Copy the entire listing exactly.

++++ MATERIALS PROVIDED ++++

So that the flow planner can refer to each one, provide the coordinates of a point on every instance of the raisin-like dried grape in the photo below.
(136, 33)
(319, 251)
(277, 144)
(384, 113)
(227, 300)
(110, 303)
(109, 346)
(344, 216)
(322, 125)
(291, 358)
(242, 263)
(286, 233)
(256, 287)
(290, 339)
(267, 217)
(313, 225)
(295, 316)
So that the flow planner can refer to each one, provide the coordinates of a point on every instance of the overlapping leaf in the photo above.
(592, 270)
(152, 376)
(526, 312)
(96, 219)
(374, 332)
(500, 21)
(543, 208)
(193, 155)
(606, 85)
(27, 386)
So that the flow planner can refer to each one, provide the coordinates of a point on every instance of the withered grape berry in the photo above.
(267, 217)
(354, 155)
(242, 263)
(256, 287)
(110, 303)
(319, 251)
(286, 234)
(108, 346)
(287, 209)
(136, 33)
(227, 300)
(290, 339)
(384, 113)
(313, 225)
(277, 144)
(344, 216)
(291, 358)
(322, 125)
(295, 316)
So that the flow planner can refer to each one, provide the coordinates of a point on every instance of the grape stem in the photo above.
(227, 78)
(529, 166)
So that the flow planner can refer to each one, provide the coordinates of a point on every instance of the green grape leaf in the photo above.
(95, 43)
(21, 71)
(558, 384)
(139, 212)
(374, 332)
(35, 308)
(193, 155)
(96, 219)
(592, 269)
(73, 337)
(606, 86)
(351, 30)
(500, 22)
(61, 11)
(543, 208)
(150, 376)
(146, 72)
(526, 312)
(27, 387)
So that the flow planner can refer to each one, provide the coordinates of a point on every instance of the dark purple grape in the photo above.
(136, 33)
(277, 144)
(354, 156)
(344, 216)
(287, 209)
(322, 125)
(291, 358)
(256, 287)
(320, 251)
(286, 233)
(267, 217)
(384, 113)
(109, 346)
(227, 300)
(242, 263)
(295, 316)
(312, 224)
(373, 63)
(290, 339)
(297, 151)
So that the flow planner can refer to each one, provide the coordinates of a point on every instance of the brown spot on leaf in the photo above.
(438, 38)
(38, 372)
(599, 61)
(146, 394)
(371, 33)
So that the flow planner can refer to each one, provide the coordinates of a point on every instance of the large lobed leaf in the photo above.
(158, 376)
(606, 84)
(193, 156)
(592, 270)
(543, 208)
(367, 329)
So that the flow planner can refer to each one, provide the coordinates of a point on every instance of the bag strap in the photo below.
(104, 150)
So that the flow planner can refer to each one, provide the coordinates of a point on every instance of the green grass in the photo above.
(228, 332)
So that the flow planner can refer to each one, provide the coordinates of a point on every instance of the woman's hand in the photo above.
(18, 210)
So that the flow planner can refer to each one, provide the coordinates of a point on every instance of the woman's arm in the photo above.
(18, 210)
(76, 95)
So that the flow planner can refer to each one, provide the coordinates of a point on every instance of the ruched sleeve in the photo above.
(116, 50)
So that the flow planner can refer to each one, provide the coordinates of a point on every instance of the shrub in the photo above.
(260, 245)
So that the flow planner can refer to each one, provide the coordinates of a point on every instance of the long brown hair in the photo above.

++++

• [RESPONSE BOX]:
So that the flow planner can refer to each one, provide the coordinates of a point on every instance of the raisin-like dried grape in the photo below.
(136, 33)
(319, 251)
(277, 144)
(384, 113)
(227, 300)
(110, 303)
(109, 346)
(344, 216)
(322, 125)
(291, 358)
(242, 263)
(286, 233)
(256, 287)
(290, 339)
(267, 217)
(313, 225)
(295, 316)
So that the flow planner can refer to each one, provide the coordinates of a point on every instance of the overlapping leaf in the photo above.
(592, 270)
(152, 376)
(526, 312)
(96, 219)
(374, 332)
(500, 21)
(543, 208)
(193, 155)
(606, 85)
(27, 386)
So that the flow planner can refer to each one, provide the coordinates of a point on every instance of the withered grape berry in the photo above.
(267, 217)
(354, 155)
(242, 263)
(256, 287)
(110, 303)
(319, 251)
(286, 234)
(108, 346)
(287, 209)
(136, 33)
(227, 300)
(290, 339)
(384, 113)
(313, 225)
(277, 144)
(344, 216)
(291, 358)
(322, 125)
(295, 316)
So that the flow planner can refer to each one, provide the coordinates of a point on every instance of the grape stem in the photo above.
(227, 78)
(529, 166)
So that the flow planner can refer to each one, provide the coordinates of a point on every instance of the green grape leaf in the photo above.
(95, 43)
(21, 71)
(558, 384)
(139, 212)
(374, 332)
(35, 308)
(193, 155)
(96, 219)
(592, 269)
(73, 337)
(606, 86)
(351, 30)
(500, 22)
(61, 11)
(543, 208)
(150, 376)
(146, 72)
(526, 312)
(27, 387)
So that the flow planner can refer to each one, provide the coordinates of a point on every instance of the dark purple grape in the photo above.
(136, 33)
(277, 144)
(354, 156)
(344, 216)
(287, 209)
(322, 125)
(291, 358)
(256, 287)
(320, 251)
(286, 233)
(267, 217)
(384, 113)
(109, 346)
(227, 300)
(242, 263)
(295, 316)
(312, 224)
(373, 63)
(290, 339)
(297, 151)
So that the flow planner can refer to each one, provide the coordinates of a point on every instance of the brown spot on leaf in the photo above.
(438, 38)
(38, 372)
(599, 61)
(146, 394)
(371, 33)
So that the flow planner can refer to each one, provide the coordinates of a point on every instance of the large lobed leaf in the photo above.
(158, 376)
(606, 84)
(193, 156)
(592, 270)
(543, 208)
(367, 329)
So that the flow planner can refer to each one, provide the coordinates of a point on every instance of the bag strap in the photo below.
(104, 150)
So that the flow planner can refer to each one, provide the coordinates of a point on every instance of the green grass in the photo above.
(228, 332)
So that the flow planner can refer to each one, provide the coordinates of a point on every instance of the woman's hand in the photo above.
(18, 210)
So that the flow planner can refer to each one, provide the coordinates of a point on every instance of the woman's arm in the photo above.
(18, 210)
(76, 95)
So that the flow planner can refer to each one, provide the coordinates of a point on every instance of the ruched sleeve in the photo above.
(116, 50)
So that the flow planner can refer to each one, provide the coordinates of a point on every instance of the shrub in the photo above.
(260, 245)
So that the flow planner can refer to each one, provide the coordinates of a point on every instance of the long brown hair in the photo above.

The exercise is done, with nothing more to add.